• TASK TO COMPLETE: Everything from the line containing "foliage in the photo above." through the line containing "road in the photo below." in the listing below should be copied exactly, and nothing more.
+ + +
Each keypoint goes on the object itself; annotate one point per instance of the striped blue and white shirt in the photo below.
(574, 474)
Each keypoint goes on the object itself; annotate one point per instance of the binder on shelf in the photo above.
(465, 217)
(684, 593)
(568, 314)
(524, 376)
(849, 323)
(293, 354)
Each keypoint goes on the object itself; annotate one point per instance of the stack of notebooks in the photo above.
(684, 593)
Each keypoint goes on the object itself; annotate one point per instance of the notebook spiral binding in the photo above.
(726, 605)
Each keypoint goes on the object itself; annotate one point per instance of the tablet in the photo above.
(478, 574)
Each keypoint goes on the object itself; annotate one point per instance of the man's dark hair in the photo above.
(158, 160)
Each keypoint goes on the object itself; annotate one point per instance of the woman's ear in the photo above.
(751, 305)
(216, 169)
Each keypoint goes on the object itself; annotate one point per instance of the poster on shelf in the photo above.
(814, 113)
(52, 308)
+ + +
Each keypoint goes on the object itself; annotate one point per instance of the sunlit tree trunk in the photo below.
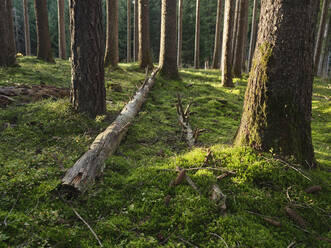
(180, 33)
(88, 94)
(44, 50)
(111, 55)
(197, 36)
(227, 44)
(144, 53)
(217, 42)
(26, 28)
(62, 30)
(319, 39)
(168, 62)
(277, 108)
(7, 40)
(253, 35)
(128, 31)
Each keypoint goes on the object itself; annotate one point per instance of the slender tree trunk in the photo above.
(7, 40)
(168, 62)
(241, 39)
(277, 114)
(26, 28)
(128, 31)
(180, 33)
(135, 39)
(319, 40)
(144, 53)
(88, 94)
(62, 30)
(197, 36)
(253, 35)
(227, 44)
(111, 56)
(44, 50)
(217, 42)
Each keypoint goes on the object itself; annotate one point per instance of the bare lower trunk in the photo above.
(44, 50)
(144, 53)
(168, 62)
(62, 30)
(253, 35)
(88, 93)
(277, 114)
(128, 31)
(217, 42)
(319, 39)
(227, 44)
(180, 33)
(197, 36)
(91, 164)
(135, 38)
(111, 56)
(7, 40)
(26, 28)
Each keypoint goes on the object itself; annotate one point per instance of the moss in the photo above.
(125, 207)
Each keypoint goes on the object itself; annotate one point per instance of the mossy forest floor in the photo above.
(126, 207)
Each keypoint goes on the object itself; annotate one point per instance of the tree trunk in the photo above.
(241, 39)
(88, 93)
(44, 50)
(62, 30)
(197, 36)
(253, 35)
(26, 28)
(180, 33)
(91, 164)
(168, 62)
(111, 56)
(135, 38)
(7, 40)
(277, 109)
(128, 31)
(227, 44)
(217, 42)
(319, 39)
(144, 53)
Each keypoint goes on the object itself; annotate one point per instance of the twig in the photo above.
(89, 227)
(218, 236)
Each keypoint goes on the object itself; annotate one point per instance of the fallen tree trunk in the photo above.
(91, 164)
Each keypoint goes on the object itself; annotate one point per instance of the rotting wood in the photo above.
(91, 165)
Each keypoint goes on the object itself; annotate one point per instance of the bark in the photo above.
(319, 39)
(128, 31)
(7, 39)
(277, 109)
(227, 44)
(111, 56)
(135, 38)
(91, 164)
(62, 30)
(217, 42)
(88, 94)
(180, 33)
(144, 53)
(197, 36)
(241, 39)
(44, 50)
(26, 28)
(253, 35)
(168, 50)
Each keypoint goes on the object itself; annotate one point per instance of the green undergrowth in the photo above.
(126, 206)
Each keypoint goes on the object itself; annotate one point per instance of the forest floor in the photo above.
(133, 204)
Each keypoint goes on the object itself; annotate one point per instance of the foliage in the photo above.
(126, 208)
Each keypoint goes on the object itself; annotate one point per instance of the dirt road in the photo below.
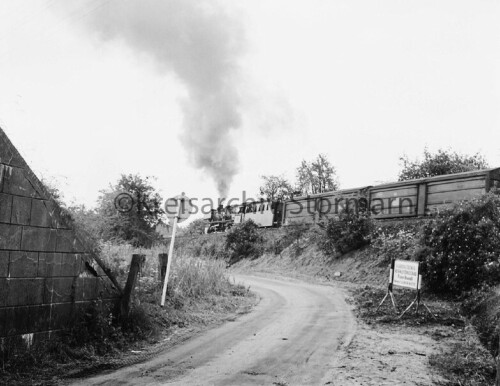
+ + +
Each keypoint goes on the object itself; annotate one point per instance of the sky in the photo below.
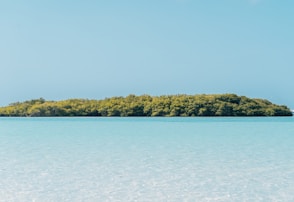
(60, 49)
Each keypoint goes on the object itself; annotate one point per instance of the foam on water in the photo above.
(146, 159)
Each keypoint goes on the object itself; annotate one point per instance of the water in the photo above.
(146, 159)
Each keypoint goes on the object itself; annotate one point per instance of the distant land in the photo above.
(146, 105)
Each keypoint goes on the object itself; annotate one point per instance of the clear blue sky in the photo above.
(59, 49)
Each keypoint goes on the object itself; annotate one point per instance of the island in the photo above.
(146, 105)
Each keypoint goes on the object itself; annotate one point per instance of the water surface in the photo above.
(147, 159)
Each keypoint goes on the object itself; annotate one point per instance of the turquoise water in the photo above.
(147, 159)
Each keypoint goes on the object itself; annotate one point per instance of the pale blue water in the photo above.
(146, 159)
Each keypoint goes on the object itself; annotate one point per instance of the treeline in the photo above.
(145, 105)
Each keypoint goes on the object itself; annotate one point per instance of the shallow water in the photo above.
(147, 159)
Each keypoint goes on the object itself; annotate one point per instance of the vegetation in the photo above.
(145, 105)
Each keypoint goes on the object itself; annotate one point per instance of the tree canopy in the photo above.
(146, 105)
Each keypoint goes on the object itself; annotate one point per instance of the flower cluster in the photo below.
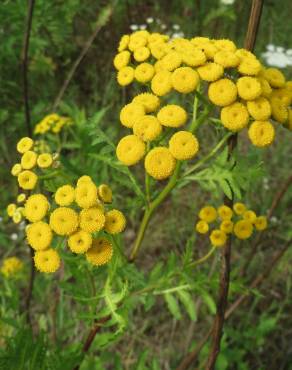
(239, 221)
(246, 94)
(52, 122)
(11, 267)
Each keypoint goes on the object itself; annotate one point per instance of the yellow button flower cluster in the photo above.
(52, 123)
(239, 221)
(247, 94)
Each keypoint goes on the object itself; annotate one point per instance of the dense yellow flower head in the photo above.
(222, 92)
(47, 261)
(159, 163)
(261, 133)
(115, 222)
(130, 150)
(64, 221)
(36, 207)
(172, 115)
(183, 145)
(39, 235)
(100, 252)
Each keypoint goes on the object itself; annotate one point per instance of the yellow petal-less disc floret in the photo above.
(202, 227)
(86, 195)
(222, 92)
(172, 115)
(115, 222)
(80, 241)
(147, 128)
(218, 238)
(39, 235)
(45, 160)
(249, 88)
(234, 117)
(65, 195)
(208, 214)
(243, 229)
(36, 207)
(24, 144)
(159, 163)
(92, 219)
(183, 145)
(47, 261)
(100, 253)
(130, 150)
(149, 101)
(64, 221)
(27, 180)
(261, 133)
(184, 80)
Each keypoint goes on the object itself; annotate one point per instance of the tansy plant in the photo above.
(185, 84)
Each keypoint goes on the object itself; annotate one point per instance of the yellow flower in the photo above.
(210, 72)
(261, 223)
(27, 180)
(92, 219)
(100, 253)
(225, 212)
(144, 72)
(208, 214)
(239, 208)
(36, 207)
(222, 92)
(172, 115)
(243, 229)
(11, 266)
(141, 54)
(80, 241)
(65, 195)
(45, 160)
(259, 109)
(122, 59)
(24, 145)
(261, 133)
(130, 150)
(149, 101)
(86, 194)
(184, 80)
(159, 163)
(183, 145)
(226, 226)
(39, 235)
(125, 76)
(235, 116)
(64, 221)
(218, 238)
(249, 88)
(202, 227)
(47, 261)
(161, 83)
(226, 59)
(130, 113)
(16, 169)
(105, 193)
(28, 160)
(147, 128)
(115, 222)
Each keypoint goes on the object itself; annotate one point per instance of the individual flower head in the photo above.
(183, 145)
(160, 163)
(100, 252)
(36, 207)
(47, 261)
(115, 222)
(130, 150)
+ + +
• SOLUTION TO THE PROBLEM:
Each keypoint goes on the object itself; annotate one point per instance of the foliage in the photo above.
(126, 208)
Each keypoint goes on the object itself; annotate one point per instance of the dirt road in the photo below.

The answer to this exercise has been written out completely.